Resume the forum thread about the Audi A3/S3 coming to North America from the point where it stops.

··· Text segment

# Great news for potential North American A3/S3 owners



## A4Jetta (Feb 16, 1999)

Just talked to my Audi dealer. AoA has officially confirmed that A5-based next A3/S3 will DEFINITELY coming to Canada and States sometimes in fall 2002 as 2003 model. Audi dealers have been crying out for this puppy since Mercedes launced C-Coupe last summer.
More news on Audi:
Orders are starting to take on new S4, RS6 and A8. 
A4 Cabriolet will be on July allocations for October introduction. 
RS6 will be arrive in Canada at mid-2002 and States at around the end of this year.
S4 will be arrive sometimes next fall, about same time as A3/S3.
Facelifted TT will be debut sometimes at the end of this year.
Canadian-spec A4 Multitronic finally got sports steering standard for 2003.


----------



## prostfan (Feb 25, 2001)

*Re: Great news for potential North American A3/S3 owners (A4Jetta)*

I'll have to stop by the dealer here by work and check this out. I'll probably wait for the S3 as I am sure that will not be out for some time after the A3 debuts here in the states.
This is good news indeed. I was starting to think about buying an RSX or the Civic Si. If the next gen A3 is even as nice as the current version (should be better, right?) my money is going to Audi.








Thanks for the heads up. http://****************.com/smile/emthup.gif


----------



## aglio (Mar 24, 2002)

*Re: Great news for potential North American A3/S3 owners (prostfan)*

any thoughts on MSRP for each?? i ask b/c i'm thinking about grabbing a 20th anniversary GTi, but....S3...hell even A3....yummmmmy


----------



## mt30V (Nov 22, 2001)

*Re: Great news for potential North American A3/S3 owners (aglio)*

My Audi man says "low $20k's to $25k" for the A3.


----------



## phatvw (Aug 29, 2001)

*Re: Great news for potential North American A3/S3 owners (The Pit)*

Any news on the available engines for the North American A3/S3? I have the VR6 in my GTI -- I don't think I'd want to step down to 4 cylinder, no matter how big the turbo. I recall reading that both the TT and the S3 might be offered with a 24V VR6 soon.


----------



## A4Jetta (Feb 16, 1999)

*Re: Great news for potential North American A3/S3 owners (The Pit)*

Canadian side told me its probably going to start at 29k to around 33k loaded for A3. S3 should overlap into A4 1.8TQ's price range.


----------



## colecash (Apr 18, 2002)

······
··· Given entries

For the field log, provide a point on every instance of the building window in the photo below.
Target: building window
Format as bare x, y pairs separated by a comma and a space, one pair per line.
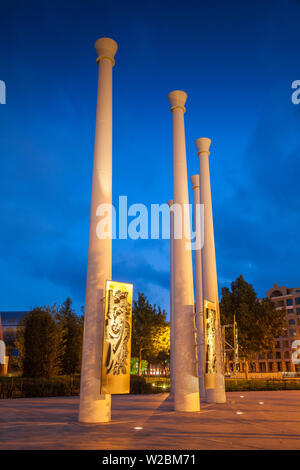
262, 367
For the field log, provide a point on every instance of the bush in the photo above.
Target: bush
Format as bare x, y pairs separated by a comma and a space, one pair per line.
23, 387
239, 385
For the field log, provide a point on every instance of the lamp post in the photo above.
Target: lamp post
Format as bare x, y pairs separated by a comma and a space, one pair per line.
170, 203
195, 179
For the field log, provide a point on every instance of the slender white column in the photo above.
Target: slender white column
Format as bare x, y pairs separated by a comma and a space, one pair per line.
210, 281
94, 407
186, 392
195, 179
172, 296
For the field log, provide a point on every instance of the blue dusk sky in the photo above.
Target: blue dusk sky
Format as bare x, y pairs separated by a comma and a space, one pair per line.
236, 60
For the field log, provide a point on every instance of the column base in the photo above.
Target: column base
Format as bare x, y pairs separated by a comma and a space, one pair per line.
217, 394
95, 411
189, 402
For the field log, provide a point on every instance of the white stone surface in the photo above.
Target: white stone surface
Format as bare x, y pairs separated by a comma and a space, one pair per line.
209, 271
96, 408
186, 391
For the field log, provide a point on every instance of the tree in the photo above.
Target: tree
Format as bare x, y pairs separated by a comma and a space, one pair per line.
71, 327
259, 323
150, 330
41, 344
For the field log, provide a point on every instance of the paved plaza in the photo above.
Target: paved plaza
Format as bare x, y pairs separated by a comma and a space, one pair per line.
249, 420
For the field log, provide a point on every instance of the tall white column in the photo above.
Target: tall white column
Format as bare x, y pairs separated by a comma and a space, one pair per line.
186, 392
170, 203
210, 282
94, 407
195, 179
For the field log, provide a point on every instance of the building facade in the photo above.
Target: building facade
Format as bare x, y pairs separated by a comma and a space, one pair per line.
281, 360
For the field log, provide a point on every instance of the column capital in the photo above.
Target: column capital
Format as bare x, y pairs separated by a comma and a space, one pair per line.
195, 179
177, 99
106, 49
203, 145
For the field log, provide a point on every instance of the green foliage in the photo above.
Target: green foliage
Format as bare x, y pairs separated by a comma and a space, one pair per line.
41, 344
49, 341
150, 331
23, 387
259, 323
71, 331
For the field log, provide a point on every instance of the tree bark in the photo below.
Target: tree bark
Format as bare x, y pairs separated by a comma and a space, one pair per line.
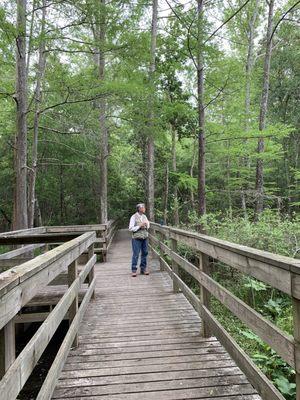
150, 136
37, 102
103, 156
201, 113
166, 195
20, 217
174, 169
249, 63
263, 114
192, 173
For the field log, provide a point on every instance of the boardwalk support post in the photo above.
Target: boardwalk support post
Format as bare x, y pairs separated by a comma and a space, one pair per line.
204, 293
72, 275
175, 268
7, 347
92, 272
296, 317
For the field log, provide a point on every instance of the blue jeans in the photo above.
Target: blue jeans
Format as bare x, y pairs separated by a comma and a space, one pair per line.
139, 245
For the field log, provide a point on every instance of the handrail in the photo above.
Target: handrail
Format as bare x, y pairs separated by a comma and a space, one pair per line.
20, 284
280, 272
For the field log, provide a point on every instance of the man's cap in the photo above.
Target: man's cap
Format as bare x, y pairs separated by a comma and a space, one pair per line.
138, 206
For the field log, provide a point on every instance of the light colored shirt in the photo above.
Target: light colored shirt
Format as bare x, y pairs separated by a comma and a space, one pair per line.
140, 218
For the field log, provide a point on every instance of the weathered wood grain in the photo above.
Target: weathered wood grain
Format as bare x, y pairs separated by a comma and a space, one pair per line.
139, 339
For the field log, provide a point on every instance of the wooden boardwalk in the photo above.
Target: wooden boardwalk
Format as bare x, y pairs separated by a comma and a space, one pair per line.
140, 341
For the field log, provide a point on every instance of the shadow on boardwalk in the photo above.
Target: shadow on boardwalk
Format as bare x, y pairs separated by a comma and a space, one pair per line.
139, 340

······

Written answer>
*Re: Great news for potential North American A3/S3 owners (A4Jetta)*

I think the new A3 will have 3.2L VR6 that will be first seen in VW´s Taureg SUV. Output should be around 220hp I think. Also, the A3 should get the next turbo four from VW/Audi-rumored to be the 2.0T. The A3 might just start out with the 1.8T though, Audi might save the 2.0T debut for the facelifted TT this fall. I just hope Audi offers both turbo and VR6 A3´s with a six-speed.
The S3 will probably be the same 3.2L VR6 with a turbo. Or it might be a built 3.2L (by Cosworth) with around 280hp.
I´d have to think that the A3 will be in the mid to upper twenties. I also hope Audi offers all the great colors that are available in Europe-orange, yellow, green, etc.


----------



## Hajduk (Jan 24, 2000)

*Re: Great news for potential North American A3/S3 owners (A4Jetta)*

Are you sure the A3 will be here in the fall? I doubt that since it won't even be available in Europe by then. I have been told it will be September 2003 for the A3. The S3 will likely be in 2004. The S4 will be available in the summer of 2003 according to Audi.


----------



## alman (Sep 17, 2001)

*Re: Great news for potential North American A3/S3 owners (A4Jetta)*

Will the A3 have Quattro?
IIRC only the S3 has it in Europe


----------



## AUDI-SPEED (May 18, 2002)

*Re: Great news for potential North American A3/S3 owners (alman)*

Some pics for you.....
http://195.241.99.177/A3/Basic/index.html 
Greetings from Germany
Holger


----------



## prostfan (Feb 25, 2001)

*Re: Great news for potential North American A3/S3 owners (AUDI-SPEED)*

Thanks for the pics AUDI-SPEED.


----------



## nianmuzik (Oct 24, 2001)

*Re: Great news for potential North American A3/S3 owners (AUDI-SPEED)*

quote:[HR][/HR]Some pics for you.....
http://195.241.99.177/A3/Basic/index.html 
Greetings from Germany
Holger
[HR][/HR]​Is it just me or is that new A3 a TT copycat? I love the TT but I would have thought that Audi would have come up with a sleeker design for the A3/S3. As a matter of fact, I like the present A3/S3 much much better than the ones on the pics above...


----------



## phatvw (Aug 29, 2001)

*Re: Great news for potential North American A3/S3 owners (nianmuzik)*

Looks like it should be called the GTTI


----------



## rkuehn (Jan 16, 2001)

*Re: Great news for potential North American A3/S3 owners (A4Jetta)*

OK, is there any information regarding the A3 Allroad, i.e. Steppenwolf? Audi, BMW, & Saab have all produced soft road/crossover coupes, but none have announced production to my knowledge. And that's exactly what I'd like to buy...


----------



## colecash (Apr 18, 2002)

*Re: Great news for potential North American A3/S3 owners (rkuehn)*

As fas as I know the A3 Allroad is planned for production. I think it won´t be released until after the A3 and S3 though, probably not for a couple years or more.


----------



## Khahn (Jul 12, 2001)

*Re: Great news for potential North American A3/S3 owners (rkuehn)*

The new A3 is planned to be released in March, 2003 Geneva Motor Show. For european market the production will start in summer 2003. After at least 1 year or so we can expect the A3 allroad . These are info's regarding european market.....


[Modified by Khahn, 12:51 PM 5-30-2002]


----------



## Keith M (Feb 10, 2001)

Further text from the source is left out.